begin Text passage

I know there is few answer on Foot of perpendicular, but my doubt is different, so please don't mark this as the duplicate.
My book says:
Foot of the perpendicular from a point $(x_1,y_1)$ on the line $ax+by+c=0$ is $$\dfrac{x-x_1}{a}=\dfrac{y-y_1}{b}=-\dfrac{ax_1+by_1+c}{a^2+b^2}$$
My proof:
Slope of line $\perp$ to $ax+by+c=0$ is $\frac{b}{a}\implies\tan\theta=\frac{b}{a}\implies\begin{cases}\cos\theta &=\pm\frac{a}{\sqrt{a^2+b^2}}\\ \sin\theta &=\frac{b}{\sqrt{a^2+b^2}}\end{cases}$
Let $L$ passes through point $(x_ 1,y_1)$ perpendicular to $ax+by+c=0$.
Let $r$ be the algebraic distance of $(x_ 1,y_1)$ from $ax+by+c=0$ $\implies r=\frac{ax_1+by_1+c}{\sqrt{a^2+b^2}}$.
Now co-ordinate of any point on $L$ distance $r$ from point $(x_1,y_1)$ can be given as:$$\bigg(x_1+r\cos \theta,\ y_1+r\sin\theta\bigg)$$, where $\theta$ is angle $L$ makes with positive direction of $x$-axis.
Substituting the values:$$\bigg(x_1+\frac{ax_1+by_1+c}{\sqrt{a^2+b^2}}\cdot\frac{a}{\sqrt{a^2+b^2}},\ y_1+\frac{ax_1+by_1+c}{\sqrt{a^2+b^2}}\cdot\frac{b}{\sqrt{a^2+b^2}}\bigg)$$ Now I didn't wrote $\pm$ with $\cos$, whose sign can be calculated as of $\tan$.

end Text passage
begin Recorded information

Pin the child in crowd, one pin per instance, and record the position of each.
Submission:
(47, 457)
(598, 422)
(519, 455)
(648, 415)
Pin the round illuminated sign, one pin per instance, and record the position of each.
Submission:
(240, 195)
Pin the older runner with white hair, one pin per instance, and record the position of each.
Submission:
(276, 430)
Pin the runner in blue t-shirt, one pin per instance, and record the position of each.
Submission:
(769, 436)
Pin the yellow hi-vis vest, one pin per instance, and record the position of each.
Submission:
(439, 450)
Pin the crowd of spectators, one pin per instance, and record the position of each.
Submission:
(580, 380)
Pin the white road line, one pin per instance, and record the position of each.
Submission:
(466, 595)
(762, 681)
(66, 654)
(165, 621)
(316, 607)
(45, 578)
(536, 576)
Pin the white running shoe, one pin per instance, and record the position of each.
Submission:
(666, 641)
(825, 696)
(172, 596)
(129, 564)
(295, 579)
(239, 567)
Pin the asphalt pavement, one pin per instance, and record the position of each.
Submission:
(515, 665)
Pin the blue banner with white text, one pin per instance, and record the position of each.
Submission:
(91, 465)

end Recorded information
begin Recorded information

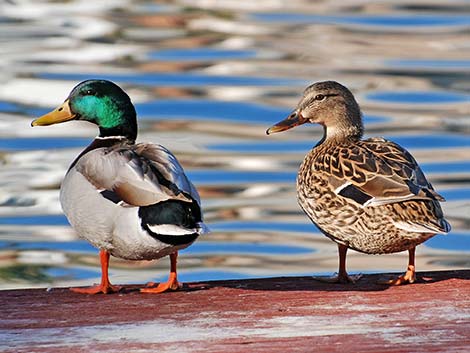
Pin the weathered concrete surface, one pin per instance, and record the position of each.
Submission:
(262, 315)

end Recorded information

*Given exercise A*: In the foot-of-the-perpendicular post, what slope is given for a line perpendicular to ax+by+c=0?
*Given exercise B*: Please carry on the forum post about the foot of the perpendicular from where it stops.

*Written answer A*: b/a

*Written answer B*:
Now camparing gives :
$x=x_1+\frac{ax_1+by_1+c}{\sqrt{a^2+b^2}}\cdot\frac{a}{\sqrt{a^2+b^2}}$, $\ \ \ y=y_1+\frac{ax_1+by_1+c}{\sqrt{a^2+b^2}}\cdot\frac{b}{\sqrt{a^2+b^2}}$
Note, I didn't mixed the denominators $\bigg(\sqrt{a^2+b^2}\bigg)$ to $\bigg(a^2+b^2\bigg)$, as I've calculated $\frac{a}{\sqrt{a^2+b^2}}$ from $\tan\theta$ with sign.
When I applied this on some problems gives me the correct answers but is not in the bookish form please help me to do this.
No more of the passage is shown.